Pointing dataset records
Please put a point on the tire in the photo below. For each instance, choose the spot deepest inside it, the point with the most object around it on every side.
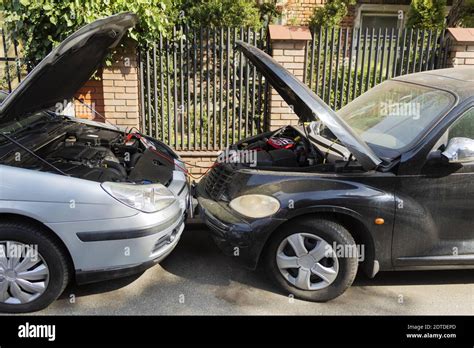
(51, 281)
(338, 273)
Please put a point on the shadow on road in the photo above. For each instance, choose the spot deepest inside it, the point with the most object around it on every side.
(196, 258)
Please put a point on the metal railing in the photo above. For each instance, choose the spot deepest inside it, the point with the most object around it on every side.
(198, 93)
(11, 68)
(342, 63)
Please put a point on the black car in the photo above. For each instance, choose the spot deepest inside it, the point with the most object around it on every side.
(385, 183)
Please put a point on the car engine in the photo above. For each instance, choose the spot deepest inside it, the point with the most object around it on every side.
(284, 148)
(107, 155)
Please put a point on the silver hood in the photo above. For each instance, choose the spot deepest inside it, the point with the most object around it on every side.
(58, 76)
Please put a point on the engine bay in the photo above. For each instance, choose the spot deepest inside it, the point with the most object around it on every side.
(289, 148)
(99, 154)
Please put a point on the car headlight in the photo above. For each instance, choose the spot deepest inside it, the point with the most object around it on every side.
(147, 198)
(255, 206)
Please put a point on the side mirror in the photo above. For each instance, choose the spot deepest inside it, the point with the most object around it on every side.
(460, 150)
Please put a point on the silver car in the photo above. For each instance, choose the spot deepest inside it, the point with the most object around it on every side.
(79, 199)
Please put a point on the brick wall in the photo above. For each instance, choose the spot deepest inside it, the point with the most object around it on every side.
(461, 47)
(299, 11)
(115, 92)
(288, 48)
(200, 158)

§ **Task instructions**: Go through the listing above and quote it exactly, apart from its images.

§ **Answer to the exercise**:
Please put a point on the tire in the photo below. For each instance, choose the spot deepest inside it, the point with the most object around it on every side.
(51, 281)
(338, 273)
Please put a point on the shadow on road in the photo above. For each instance, choose the spot deepest inside it, the point with the most object around it on every side.
(196, 258)
Please put a point on the metal railing in the photo above. For each instance, choose the spot deepest inside it, the point with the most object around it on every side.
(198, 93)
(11, 68)
(342, 63)
Please put a point on the black car in the photo above. For each instance, choose the spot deepest inside it, the point with the most object around it on every side.
(385, 183)
Please put a point on the car engine in the photo above. For each instance, choose the spot deepest inside it, the point with the most object around it on every side.
(284, 148)
(107, 155)
Please put a point on the silver hood in the photo above. For each instance, choose the spot deepest inside it, the point with the most object around it on every side.
(58, 76)
Please put a point on the engine bay in the photo above. For each instance, choose the spot deepest inside it, the point with the most object around it on every side.
(289, 148)
(99, 154)
Please put a point on the car headlight in the photo above. For each instance, choose the spot deepest inside it, the point with the most object around it on every side.
(147, 198)
(255, 206)
Please put a point on the side mirror in the photo above. For each instance, choose the spot deepest inside it, the point with the most object around it on every side.
(460, 150)
Please put a point on the silver car in the photo above. For each instance, choose the spot deepest inside it, the point with the most object around it on every side.
(79, 199)
Please put a point on the brick wall in the photo above. For each instance, choose the spot deepest inside it, the point with the most object around it on every side.
(461, 47)
(299, 11)
(115, 92)
(288, 48)
(200, 158)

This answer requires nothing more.